**Written request**
Reproduce each of the rows below verbatim, without altering any character.

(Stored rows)

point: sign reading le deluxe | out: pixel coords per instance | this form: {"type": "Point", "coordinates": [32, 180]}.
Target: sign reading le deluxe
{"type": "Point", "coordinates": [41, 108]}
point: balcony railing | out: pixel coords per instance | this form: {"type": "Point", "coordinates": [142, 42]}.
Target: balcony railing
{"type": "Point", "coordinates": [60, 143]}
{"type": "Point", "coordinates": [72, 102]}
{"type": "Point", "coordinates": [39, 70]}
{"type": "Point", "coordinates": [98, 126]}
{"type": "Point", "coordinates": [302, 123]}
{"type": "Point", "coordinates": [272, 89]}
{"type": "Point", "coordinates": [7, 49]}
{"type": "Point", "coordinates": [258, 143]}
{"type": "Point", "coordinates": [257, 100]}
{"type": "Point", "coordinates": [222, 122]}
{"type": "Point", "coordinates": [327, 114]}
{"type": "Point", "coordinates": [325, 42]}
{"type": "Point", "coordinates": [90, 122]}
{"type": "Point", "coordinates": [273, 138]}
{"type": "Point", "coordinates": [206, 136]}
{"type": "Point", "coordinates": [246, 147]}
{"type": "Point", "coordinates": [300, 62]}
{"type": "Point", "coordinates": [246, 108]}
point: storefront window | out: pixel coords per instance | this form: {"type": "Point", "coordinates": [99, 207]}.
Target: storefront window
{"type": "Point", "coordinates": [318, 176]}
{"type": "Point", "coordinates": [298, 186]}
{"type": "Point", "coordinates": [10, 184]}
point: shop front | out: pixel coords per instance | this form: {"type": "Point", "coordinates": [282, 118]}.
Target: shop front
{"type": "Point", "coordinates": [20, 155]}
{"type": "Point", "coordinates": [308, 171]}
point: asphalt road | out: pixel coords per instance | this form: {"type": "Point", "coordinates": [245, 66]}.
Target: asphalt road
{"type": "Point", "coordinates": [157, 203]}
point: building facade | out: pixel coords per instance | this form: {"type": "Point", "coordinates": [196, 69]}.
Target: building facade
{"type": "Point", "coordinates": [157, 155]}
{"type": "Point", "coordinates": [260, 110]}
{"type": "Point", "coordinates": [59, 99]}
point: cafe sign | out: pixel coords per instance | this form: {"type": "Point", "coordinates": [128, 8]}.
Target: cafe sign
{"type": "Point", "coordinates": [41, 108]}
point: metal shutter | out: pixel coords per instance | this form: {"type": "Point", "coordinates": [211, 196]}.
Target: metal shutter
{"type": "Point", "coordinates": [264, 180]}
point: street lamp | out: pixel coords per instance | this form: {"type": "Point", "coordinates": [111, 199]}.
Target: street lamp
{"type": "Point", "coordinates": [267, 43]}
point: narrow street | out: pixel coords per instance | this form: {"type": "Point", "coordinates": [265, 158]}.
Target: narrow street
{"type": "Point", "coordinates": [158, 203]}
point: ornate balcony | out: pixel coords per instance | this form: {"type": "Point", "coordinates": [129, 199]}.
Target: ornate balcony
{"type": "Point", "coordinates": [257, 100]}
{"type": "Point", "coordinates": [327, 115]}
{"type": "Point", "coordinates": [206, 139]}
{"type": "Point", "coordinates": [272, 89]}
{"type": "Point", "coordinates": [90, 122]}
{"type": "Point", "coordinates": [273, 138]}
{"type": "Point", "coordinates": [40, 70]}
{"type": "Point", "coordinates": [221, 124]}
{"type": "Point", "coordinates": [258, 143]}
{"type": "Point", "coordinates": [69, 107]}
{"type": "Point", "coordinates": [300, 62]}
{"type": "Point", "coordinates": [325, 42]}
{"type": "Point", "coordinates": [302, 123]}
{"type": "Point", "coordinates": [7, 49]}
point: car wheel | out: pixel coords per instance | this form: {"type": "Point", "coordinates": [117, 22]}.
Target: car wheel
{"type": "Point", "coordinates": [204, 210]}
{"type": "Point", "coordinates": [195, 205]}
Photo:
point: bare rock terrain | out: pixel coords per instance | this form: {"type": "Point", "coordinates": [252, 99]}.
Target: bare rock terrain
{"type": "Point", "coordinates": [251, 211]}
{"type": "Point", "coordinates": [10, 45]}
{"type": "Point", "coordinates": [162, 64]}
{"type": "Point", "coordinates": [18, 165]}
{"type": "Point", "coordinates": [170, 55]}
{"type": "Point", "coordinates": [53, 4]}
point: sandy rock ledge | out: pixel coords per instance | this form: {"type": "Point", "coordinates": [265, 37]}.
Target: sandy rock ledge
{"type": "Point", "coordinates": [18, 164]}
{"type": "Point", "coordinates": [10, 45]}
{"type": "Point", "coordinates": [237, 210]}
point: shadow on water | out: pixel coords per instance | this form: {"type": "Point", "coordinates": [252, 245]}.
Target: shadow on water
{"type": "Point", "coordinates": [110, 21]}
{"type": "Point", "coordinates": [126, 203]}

**Full solution**
point: sign reading le deluxe | out: pixel coords per instance | this form: {"type": "Point", "coordinates": [32, 180]}.
Target: sign reading le deluxe
{"type": "Point", "coordinates": [41, 108]}
point: balcony railing | out: pixel coords per instance | this form: {"type": "Point", "coordinates": [142, 42]}.
Target: balcony railing
{"type": "Point", "coordinates": [60, 143]}
{"type": "Point", "coordinates": [72, 102]}
{"type": "Point", "coordinates": [39, 70]}
{"type": "Point", "coordinates": [98, 126]}
{"type": "Point", "coordinates": [302, 123]}
{"type": "Point", "coordinates": [272, 89]}
{"type": "Point", "coordinates": [7, 49]}
{"type": "Point", "coordinates": [258, 143]}
{"type": "Point", "coordinates": [257, 100]}
{"type": "Point", "coordinates": [222, 122]}
{"type": "Point", "coordinates": [327, 114]}
{"type": "Point", "coordinates": [325, 42]}
{"type": "Point", "coordinates": [90, 122]}
{"type": "Point", "coordinates": [273, 138]}
{"type": "Point", "coordinates": [206, 136]}
{"type": "Point", "coordinates": [246, 147]}
{"type": "Point", "coordinates": [300, 62]}
{"type": "Point", "coordinates": [246, 108]}
point: storefront window | out: pixel coords per instance | this form: {"type": "Point", "coordinates": [99, 207]}.
Target: storefront window
{"type": "Point", "coordinates": [318, 176]}
{"type": "Point", "coordinates": [298, 186]}
{"type": "Point", "coordinates": [10, 184]}
point: shop front | out: pixel coords per instance | this form: {"type": "Point", "coordinates": [282, 118]}.
Target: shop front
{"type": "Point", "coordinates": [20, 155]}
{"type": "Point", "coordinates": [308, 171]}
point: asphalt road | out: pixel coords per instance | this form: {"type": "Point", "coordinates": [245, 66]}.
Target: asphalt road
{"type": "Point", "coordinates": [157, 203]}
point: building facade | out: pixel coords per instance | this form: {"type": "Point", "coordinates": [196, 69]}.
Target: building facade
{"type": "Point", "coordinates": [157, 155]}
{"type": "Point", "coordinates": [260, 110]}
{"type": "Point", "coordinates": [59, 99]}
point: cafe sign | out: pixel coords per instance | this form: {"type": "Point", "coordinates": [128, 8]}.
Target: cafe sign
{"type": "Point", "coordinates": [41, 108]}
point: metal shutter | out: pixel coords per instance | this form: {"type": "Point", "coordinates": [211, 196]}.
Target: metal shutter
{"type": "Point", "coordinates": [264, 180]}
point: street lamp | out: pixel coords per instance | this form: {"type": "Point", "coordinates": [111, 199]}.
Target: street lamp
{"type": "Point", "coordinates": [267, 43]}
point: narrow street | out: pixel coords per instance | this form: {"type": "Point", "coordinates": [265, 158]}.
Target: narrow street
{"type": "Point", "coordinates": [158, 203]}
point: ornate balcony | out: pixel coords per instance | this form: {"type": "Point", "coordinates": [129, 199]}.
Target: ornate balcony
{"type": "Point", "coordinates": [257, 100]}
{"type": "Point", "coordinates": [327, 115]}
{"type": "Point", "coordinates": [206, 139]}
{"type": "Point", "coordinates": [272, 89]}
{"type": "Point", "coordinates": [90, 122]}
{"type": "Point", "coordinates": [273, 138]}
{"type": "Point", "coordinates": [40, 70]}
{"type": "Point", "coordinates": [221, 124]}
{"type": "Point", "coordinates": [258, 143]}
{"type": "Point", "coordinates": [69, 107]}
{"type": "Point", "coordinates": [300, 62]}
{"type": "Point", "coordinates": [325, 42]}
{"type": "Point", "coordinates": [302, 123]}
{"type": "Point", "coordinates": [7, 49]}
point: car wheel | out: pixel coords per instance | this form: {"type": "Point", "coordinates": [117, 22]}.
Target: car wheel
{"type": "Point", "coordinates": [204, 210]}
{"type": "Point", "coordinates": [195, 205]}
Photo:
point: bare rock terrain | out: pixel coords per instance | this form: {"type": "Point", "coordinates": [252, 99]}.
Target: bare rock terrain
{"type": "Point", "coordinates": [251, 211]}
{"type": "Point", "coordinates": [10, 45]}
{"type": "Point", "coordinates": [162, 64]}
{"type": "Point", "coordinates": [18, 165]}
{"type": "Point", "coordinates": [170, 55]}
{"type": "Point", "coordinates": [53, 4]}
point: sandy rock ledge | out: pixel coords per instance | this form: {"type": "Point", "coordinates": [265, 37]}.
Target: sandy rock ledge
{"type": "Point", "coordinates": [18, 164]}
{"type": "Point", "coordinates": [10, 45]}
{"type": "Point", "coordinates": [237, 210]}
point: shadow on water | out: pixel coords per instance | this form: {"type": "Point", "coordinates": [252, 245]}.
Target: shadow on water
{"type": "Point", "coordinates": [110, 21]}
{"type": "Point", "coordinates": [126, 203]}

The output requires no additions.